The data:
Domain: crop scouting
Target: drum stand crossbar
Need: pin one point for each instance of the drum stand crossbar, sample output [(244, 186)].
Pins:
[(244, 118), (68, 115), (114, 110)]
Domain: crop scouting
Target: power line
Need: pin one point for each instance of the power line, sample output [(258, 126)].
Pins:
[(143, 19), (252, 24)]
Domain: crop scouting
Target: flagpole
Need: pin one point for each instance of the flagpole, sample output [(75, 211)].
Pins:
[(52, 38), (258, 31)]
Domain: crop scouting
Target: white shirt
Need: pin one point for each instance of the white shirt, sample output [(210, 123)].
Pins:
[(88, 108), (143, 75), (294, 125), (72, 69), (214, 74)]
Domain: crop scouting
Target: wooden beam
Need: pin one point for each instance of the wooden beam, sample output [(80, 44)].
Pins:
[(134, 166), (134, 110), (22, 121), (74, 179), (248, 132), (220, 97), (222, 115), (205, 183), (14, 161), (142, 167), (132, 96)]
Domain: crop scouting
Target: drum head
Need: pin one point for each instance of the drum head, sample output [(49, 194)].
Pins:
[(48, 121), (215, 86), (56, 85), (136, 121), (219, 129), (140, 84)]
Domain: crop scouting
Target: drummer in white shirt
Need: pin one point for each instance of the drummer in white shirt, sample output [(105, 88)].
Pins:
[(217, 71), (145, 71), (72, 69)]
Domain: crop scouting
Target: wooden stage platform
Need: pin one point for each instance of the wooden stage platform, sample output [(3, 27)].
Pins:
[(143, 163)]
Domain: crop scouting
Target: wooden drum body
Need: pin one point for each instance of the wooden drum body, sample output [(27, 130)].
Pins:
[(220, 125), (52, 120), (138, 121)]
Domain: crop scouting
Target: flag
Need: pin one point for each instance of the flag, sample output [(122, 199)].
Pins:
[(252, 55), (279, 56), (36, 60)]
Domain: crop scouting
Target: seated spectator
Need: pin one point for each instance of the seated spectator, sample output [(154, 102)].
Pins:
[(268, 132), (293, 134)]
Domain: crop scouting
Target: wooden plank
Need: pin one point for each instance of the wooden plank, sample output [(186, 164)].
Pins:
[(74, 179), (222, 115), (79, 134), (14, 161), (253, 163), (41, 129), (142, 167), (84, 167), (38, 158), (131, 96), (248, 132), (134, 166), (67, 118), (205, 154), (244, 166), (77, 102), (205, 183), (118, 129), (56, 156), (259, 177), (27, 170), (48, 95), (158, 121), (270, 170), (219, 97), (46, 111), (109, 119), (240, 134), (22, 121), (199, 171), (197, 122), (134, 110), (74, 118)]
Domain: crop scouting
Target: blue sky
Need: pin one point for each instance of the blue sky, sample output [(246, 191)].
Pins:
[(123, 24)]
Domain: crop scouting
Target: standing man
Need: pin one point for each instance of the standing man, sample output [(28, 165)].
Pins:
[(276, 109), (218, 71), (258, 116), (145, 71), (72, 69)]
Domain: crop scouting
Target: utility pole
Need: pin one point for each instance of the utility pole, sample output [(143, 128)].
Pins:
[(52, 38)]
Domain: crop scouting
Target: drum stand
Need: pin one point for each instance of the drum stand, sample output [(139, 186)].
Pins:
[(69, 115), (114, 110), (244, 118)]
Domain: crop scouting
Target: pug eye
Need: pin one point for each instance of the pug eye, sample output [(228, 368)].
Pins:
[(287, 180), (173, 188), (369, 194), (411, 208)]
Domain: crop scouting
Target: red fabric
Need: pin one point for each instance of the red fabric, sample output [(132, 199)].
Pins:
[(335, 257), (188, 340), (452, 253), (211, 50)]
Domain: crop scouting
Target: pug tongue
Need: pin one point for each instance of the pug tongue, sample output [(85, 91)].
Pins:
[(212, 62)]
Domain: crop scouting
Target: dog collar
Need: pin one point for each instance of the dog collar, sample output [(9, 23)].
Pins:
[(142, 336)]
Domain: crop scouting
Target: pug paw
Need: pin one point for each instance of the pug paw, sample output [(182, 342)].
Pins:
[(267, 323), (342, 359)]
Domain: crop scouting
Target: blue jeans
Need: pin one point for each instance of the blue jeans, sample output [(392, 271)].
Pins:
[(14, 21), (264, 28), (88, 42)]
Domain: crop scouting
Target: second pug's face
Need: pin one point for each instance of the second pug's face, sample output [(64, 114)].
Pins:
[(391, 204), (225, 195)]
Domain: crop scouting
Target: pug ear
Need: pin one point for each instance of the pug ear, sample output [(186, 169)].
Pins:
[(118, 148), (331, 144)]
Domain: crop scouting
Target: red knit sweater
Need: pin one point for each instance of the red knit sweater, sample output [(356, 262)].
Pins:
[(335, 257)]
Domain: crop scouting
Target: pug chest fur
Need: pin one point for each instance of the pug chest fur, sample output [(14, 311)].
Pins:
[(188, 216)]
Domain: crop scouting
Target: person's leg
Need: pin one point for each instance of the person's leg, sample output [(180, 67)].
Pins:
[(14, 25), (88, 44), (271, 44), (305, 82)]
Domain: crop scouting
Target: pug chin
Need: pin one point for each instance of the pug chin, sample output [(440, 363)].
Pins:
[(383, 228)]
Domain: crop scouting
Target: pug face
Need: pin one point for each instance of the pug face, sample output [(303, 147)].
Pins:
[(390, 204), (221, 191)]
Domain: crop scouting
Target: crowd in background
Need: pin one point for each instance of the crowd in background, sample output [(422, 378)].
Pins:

Aim of the task: All the entries above must be repeated exactly as they were given.

Solution for this exercise:
Domain: crop scouting
Target: drum stand crossbar
Need: pin one point for each instance of the drum stand crossbar, sample output [(244, 186)].
Pins:
[(244, 118), (68, 115), (114, 110)]
Domain: crop scouting
Target: power line
Need: pin one point for each instance of the power line, sample output [(258, 126)].
Pins:
[(143, 19), (252, 24)]
Domain: crop scouting
Target: flagpole
Need: pin one point for each instance of the flagpole, sample output [(75, 211)].
Pins:
[(52, 38), (258, 31)]
Domain: crop scouting
Target: white shirt
Need: pin one point for each instance of the white shirt, sample output [(210, 123)].
Pins:
[(88, 108), (143, 75), (294, 125), (72, 69), (214, 74)]
Domain: crop scouting
Target: wooden beam
Need: pin one point for each instance of the wooden beam, sample output [(80, 44)].
Pins:
[(134, 166), (134, 110), (22, 121), (74, 179), (248, 132), (220, 97), (222, 115), (205, 183), (14, 161), (142, 167), (132, 96)]
Domain: crop scouting
Target: drum head
Need: pin one point for each instance of the drum head, sample output [(49, 194)].
Pins:
[(48, 121), (215, 86), (56, 85), (136, 121), (219, 129), (140, 84)]
Domain: crop scouting
Target: drummer in white shirt
Need: pin one point for each instance of the drummer in white shirt, sample output [(105, 88)].
Pins:
[(217, 71), (145, 71), (72, 69)]
Domain: crop scouting
Target: wooden stage platform
Need: pin one point for each instance of the wooden stage platform, sample output [(3, 27)].
Pins:
[(143, 163)]
Domain: crop scouting
Target: wooden drum body
Need: pin one point for each instance of the wooden drum body, sample output [(27, 130)].
Pins:
[(220, 125), (52, 120), (138, 121)]
Domain: crop scouting
Target: flag
Need: pin one point for each instance of the flag, sample output [(122, 199)].
Pins:
[(252, 55), (279, 56), (36, 60)]
Domain: crop scouting
Target: seated spectator
Need: pin one point for each instance of the seated spectator, sample output [(154, 102)].
Pins:
[(268, 132), (293, 134)]
Domain: crop scouting
Target: wooden plank
Need: pin one point for each instance of the wooden plank, sample output [(186, 164)].
Pins:
[(74, 179), (222, 115), (79, 134), (14, 161), (253, 163), (41, 129), (142, 167), (84, 167), (38, 158), (131, 96), (248, 132), (134, 166), (67, 118), (205, 154), (244, 166), (77, 102), (205, 183), (118, 129), (56, 156), (259, 177), (27, 170), (48, 95), (158, 121), (270, 170), (219, 97), (46, 111), (109, 119), (240, 134), (22, 121), (199, 171), (197, 122), (134, 110), (74, 118)]
Domain: crop scouting
Target: blue sky
Need: pin one point for each instance of the blue sky, sample output [(246, 191)].
Pins:
[(123, 24)]
Domain: crop scouting
Target: standing man
Need: pin one point for each instance of the standing man, sample output [(28, 165)].
Pins:
[(276, 109), (218, 71), (258, 116), (145, 71), (72, 69)]
Domain: crop scouting
Target: utility pole
Need: pin one point for each instance of the utility pole, sample output [(143, 128)].
Pins:
[(52, 38)]
Domain: crop scouting
Target: drum stand
Need: pin one point for each instance of the drum stand, sample output [(139, 186)].
Pins:
[(69, 115), (114, 110), (244, 118)]
Domain: crop scouting
Target: pug eye
Need: pin one point for each instance of the pug eye, sample output [(228, 368)].
Pins:
[(287, 180), (173, 188), (369, 194), (411, 208)]
Domain: crop scouting
Target: red fabric
Need: pin one point for each instance of the red fabric, sample output [(132, 199)].
Pins:
[(335, 257), (188, 340), (452, 253), (211, 50)]
Domain: crop scouting
Target: pug tongue
Need: pin one point for each instance of the pug tongue, sample output [(85, 91)].
Pins:
[(212, 62)]
Domain: crop scouting
Target: dog collar
Need: pin one point for each instance of the dog collar, sample output [(9, 23)].
Pins:
[(142, 336)]
Domain: crop scouting
Target: pug paw
Need: pin one point for each instance of the pug paw, sample output [(182, 342)].
Pins:
[(267, 323), (342, 359)]
Domain: crop scouting
Target: blue jeans
Need: pin one point for each instance of the blue jeans, sample output [(392, 271)].
Pins:
[(14, 21), (264, 28), (88, 42)]
Domain: crop scouting
Target: second pug's face
Need: pin one point for each instance of the second pug's face, sample output [(64, 114)].
Pins:
[(391, 204), (225, 195)]
Domain: crop scouting
Target: pug ear
Need: pin one point for each instance of the pug ear, sample output [(186, 169)].
Pins:
[(118, 148), (331, 144)]
Domain: crop scouting
Target: red knit sweater
Need: pin one point for each instance of the red knit sweater, sample output [(356, 262)].
Pins:
[(335, 257)]
Domain: crop scouting
Target: pug chest fur
Need: pin one point for each instance of the pug chest fur, sample output [(14, 311)].
Pins:
[(188, 216)]
Domain: crop scouting
Target: person's leg
Need: pin one point for each instance of the person's leg, sample output [(180, 67)].
Pins:
[(14, 25), (88, 44), (271, 44), (305, 82)]
Domain: crop scouting
Target: pug chin
Need: pin one point for each instance of the pug chin, sample output [(440, 363)].
Pins:
[(383, 228)]
Domain: crop scouting
Target: pug face
Need: pin one point for each instance of the pug face, sample output [(303, 147)].
Pins:
[(390, 204), (221, 191)]
Domain: crop scouting
Target: crowd in background
Need: pin one point for each instance of the crowd in background, sample output [(422, 378)].
Pins:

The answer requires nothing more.